■ Exercise ■
Pick out each line below containing "diagram".

■ Data for review ■
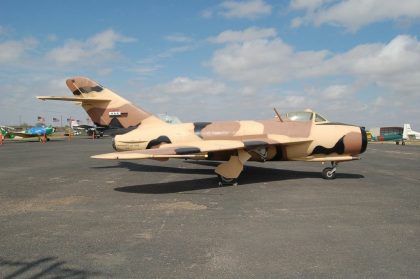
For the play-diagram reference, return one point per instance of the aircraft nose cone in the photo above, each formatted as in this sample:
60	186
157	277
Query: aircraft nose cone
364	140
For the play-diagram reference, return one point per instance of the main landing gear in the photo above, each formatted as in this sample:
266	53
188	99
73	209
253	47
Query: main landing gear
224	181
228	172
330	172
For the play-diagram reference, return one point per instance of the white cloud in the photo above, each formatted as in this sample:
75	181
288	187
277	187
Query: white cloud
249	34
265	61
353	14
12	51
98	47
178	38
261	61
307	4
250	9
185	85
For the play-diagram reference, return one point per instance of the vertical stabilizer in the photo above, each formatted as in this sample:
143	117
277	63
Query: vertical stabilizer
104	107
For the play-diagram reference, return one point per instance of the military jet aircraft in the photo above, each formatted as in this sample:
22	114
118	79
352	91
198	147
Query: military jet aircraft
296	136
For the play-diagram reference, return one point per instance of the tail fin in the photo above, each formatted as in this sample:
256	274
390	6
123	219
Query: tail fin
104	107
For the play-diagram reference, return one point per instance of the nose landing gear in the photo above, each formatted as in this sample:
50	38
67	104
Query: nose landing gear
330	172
==
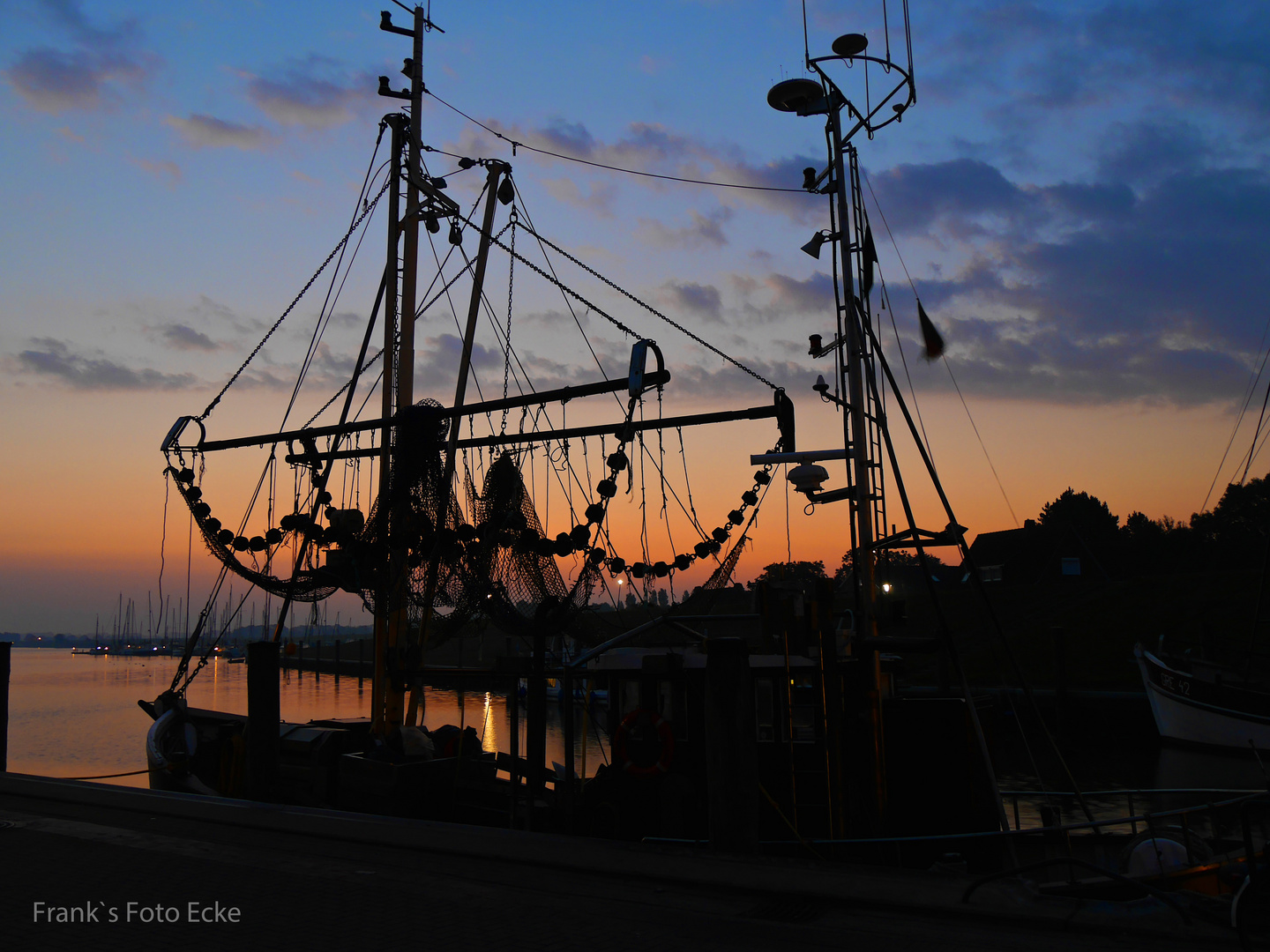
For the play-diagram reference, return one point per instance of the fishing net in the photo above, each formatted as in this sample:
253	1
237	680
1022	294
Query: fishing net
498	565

■ Written solution ■
For the play-diagram reference, return one point per instance of the aircraft nose cone in the photo above, each formatted as in this sample:
For the play-diagram reference, return one point per instance of the main landing gear in the photo above, each formatted as in this sample:
For the play-diagram reference, return one point per instance of the white cloud in the photo above, each formatted as in this sample:
For the play-diagram reference, return one point per instance of the vertical stabilizer in the photo above, each formatted as in this sample:
For the play-diagram reference, return one point per instance of the military jet aircraft in the photo above, each formatted as in this sample:
For the play-diagram reference, return one point per instance of the tail fin in the photo above, each formatted as in this sample:
For the play-diagram reference, return one point per instance of the nose landing gear in the photo above, each formatted as in this sample:
For the play-diagram reference, return one point per instance of the fishing net in the photo above, each formatted as in this sample:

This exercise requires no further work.